**EXERCISE INPUTS**
------
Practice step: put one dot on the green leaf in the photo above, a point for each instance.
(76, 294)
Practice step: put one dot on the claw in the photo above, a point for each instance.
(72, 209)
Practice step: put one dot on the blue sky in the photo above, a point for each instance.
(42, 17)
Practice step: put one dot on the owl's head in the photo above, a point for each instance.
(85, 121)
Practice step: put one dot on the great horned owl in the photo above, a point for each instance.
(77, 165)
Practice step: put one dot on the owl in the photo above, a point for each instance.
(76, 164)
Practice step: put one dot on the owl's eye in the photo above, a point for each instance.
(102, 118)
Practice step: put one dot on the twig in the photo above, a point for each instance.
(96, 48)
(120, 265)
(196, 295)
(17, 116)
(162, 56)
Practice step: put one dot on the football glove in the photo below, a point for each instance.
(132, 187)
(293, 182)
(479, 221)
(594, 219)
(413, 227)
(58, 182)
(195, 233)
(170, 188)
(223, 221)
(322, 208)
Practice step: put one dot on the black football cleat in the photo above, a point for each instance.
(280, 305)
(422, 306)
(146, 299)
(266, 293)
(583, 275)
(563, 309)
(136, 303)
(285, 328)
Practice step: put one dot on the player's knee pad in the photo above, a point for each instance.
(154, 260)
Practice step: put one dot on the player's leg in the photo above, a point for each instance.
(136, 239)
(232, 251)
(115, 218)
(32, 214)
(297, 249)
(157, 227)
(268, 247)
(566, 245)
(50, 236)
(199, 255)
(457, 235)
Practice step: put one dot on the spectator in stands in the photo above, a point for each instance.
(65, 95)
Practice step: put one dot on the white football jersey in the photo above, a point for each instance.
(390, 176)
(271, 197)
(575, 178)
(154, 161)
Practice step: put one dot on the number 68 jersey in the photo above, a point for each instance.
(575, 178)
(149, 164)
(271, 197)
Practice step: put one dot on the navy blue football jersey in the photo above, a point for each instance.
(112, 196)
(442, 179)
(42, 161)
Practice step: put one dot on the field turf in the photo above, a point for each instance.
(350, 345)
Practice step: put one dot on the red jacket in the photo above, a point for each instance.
------
**PROBLEM DESCRIPTION**
Reproduce all of the data above word for word, from the first line to the last.

**RESPONSE TO THIS TASK**
Practice step: put one dot on the green leaf in the photo above, a point for each instance.
(76, 294)
Practice step: put one dot on the claw in the photo above, a point for each instance.
(72, 209)
Practice step: put one dot on the blue sky in the photo above, a point for each instance.
(42, 17)
Practice step: put one dot on the owl's head in the photo above, a point for each instance.
(85, 121)
Practice step: put one dot on the great horned owl in the photo above, a point for each instance.
(77, 165)
Practice step: put one dot on the owl in the photo above, a point for each instance.
(76, 164)
Practice step: put one dot on the owl's eye in the photo above, a point for each instance.
(102, 118)
Practice step: put one dot on the twig in the photo above, a point for each instance.
(96, 48)
(120, 265)
(196, 295)
(17, 116)
(162, 56)
Practice step: put one dot on the football glove in the photo below, a point for each instance.
(132, 187)
(293, 182)
(479, 221)
(594, 219)
(413, 227)
(58, 182)
(195, 233)
(170, 188)
(223, 221)
(322, 208)
Practice step: put one dot on the black football cleat in the photo above, a point for each instance.
(280, 305)
(422, 306)
(146, 299)
(266, 293)
(583, 275)
(563, 309)
(136, 303)
(285, 328)
Practice step: put one dot on the player's knee pad in the photo above, a point for each instance.
(154, 260)
Practice step: put one dot on the player's leg in the photo above, a point for each instance.
(136, 239)
(232, 251)
(115, 218)
(32, 214)
(297, 249)
(157, 227)
(268, 247)
(566, 245)
(50, 236)
(199, 255)
(457, 235)
Practice step: put one dot on the spectator in stands in the photo above, a point for each instance.
(65, 95)
Practice step: put one dot on the white football jersey in the photo above, a point for each instance.
(390, 176)
(271, 197)
(575, 178)
(154, 161)
Practice step: put one dot on the number 68 jersey in the photo above, a point for each instance.
(575, 178)
(149, 164)
(271, 197)
Practice step: put one dot on the navy blue football jersey in the photo above, a point for each instance.
(112, 196)
(442, 179)
(42, 161)
Practice step: put one dot on the field turf in the photo above, a point for each instance.
(350, 345)
Practice step: put one dot on the red jacket in the photo above, a point for each instance.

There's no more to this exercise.